* **Document section**
○ ○ ○ ○ ○

Man, there has been some drivel posted on here. We all know benchmarks are exactly that - a flat out speed test and vendors use a variety of tactics to maximise their score. IBM in fact is normally a huge supporter of the SPC-1 and has benchmarked pretty much every other array in their portfolio - apart from the XIV which is what speaks volumes. As for the 3PAR benchmark, it was pretty much out of the box (500 commands vs 12,000 commands for Hitachi's VSP for example) and wasn't short stroked if you look at the usable capacity figures in the submission. The impressive thing about the 3PAR benchmark is that is was achieved using a single array fully configured with 15k drives. It didn't rely on cobbling separate arrays together, or stacking them full of SSDs, or performance from cache. The best performance it could achieve was when it was full of drives - so that is predictable, real, disk-based performance. Look at the VSP submission for example and their best score was with an array that was half full. So the assumption would be that any extra drives added beyond that didn't add any performance.

○ ○ ○ ○ ○

* **Recorded data**
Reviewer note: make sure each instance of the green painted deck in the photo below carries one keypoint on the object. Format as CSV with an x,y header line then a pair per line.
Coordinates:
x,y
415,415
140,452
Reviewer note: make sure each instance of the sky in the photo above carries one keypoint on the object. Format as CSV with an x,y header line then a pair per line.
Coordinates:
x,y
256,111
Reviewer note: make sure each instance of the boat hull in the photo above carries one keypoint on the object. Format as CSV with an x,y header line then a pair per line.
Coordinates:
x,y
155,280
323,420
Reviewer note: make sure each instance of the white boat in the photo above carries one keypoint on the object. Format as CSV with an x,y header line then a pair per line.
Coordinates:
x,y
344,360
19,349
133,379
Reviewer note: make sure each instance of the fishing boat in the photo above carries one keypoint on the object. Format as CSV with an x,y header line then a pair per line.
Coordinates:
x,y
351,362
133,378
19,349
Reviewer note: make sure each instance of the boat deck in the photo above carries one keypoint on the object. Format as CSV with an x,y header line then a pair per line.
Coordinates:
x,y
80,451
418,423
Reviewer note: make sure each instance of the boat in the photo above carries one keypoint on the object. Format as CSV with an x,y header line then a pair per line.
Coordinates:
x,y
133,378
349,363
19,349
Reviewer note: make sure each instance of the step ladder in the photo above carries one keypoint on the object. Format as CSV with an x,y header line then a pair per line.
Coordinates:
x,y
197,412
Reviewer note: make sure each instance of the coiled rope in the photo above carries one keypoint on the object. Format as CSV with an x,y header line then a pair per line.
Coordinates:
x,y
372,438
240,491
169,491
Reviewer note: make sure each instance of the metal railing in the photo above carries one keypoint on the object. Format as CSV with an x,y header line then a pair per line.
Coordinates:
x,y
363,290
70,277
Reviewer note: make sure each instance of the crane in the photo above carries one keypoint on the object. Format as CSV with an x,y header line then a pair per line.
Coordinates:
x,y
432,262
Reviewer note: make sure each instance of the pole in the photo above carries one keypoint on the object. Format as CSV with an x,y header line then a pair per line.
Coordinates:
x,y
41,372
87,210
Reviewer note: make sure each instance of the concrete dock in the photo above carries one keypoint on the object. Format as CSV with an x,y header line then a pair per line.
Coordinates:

○ ○ ○ ○ ○

* **Stated exercise A**
In the stretch of the records from the line containing "Reviewer note: make sure each instance of the coiled" through the end of the records, swap "Coordinates" for "Points" and give those lines again with everything else unchanged.
* **Stated exercise B**
Carry on the comment about storage array benchmarks from where it stops.
The text and the records have nothing to do with each other.

* **Task output A**
Reviewer note: make sure each instance of the coiled rope in the photo above carries one keypoint on the object. Format as CSV with an x,y header line then a pair per line.
Points:
x,y
372,438
240,491
169,491
Reviewer note: make sure each instance of the metal railing in the photo above carries one keypoint on the object. Format as CSV with an x,y header line then a pair per line.
Points:
x,y
363,290
70,277
Reviewer note: make sure each instance of the crane in the photo above carries one keypoint on the object. Format as CSV with an x,y header line then a pair per line.
Points:
x,y
432,262
Reviewer note: make sure each instance of the pole in the photo above carries one keypoint on the object. Format as CSV with an x,y header line then a pair per line.
Points:
x,y
41,372
87,210
Reviewer note: make sure each instance of the concrete dock in the photo above carries one keypoint on the object. Format as CSV with an x,y header line then a pair per line.
Points:

* **Task output B**
The XIV bubble has burst. I am consistently meeting customers who say it's ok but it's not what it was claimed to be. It's not 'Tier 1 at Tier 3 pricing' as IBM claimed (I worked for IBM selling storage for a long time), it's fairly simple general purpose storage that is looking for a problem to solve. It's not performent or resilient enough for Tier 1 and it's not dense / cheap enough for lower Tier storage. It's Tier 1.5 which could be claimed to be the best of both worlds but in reality is the best of neither.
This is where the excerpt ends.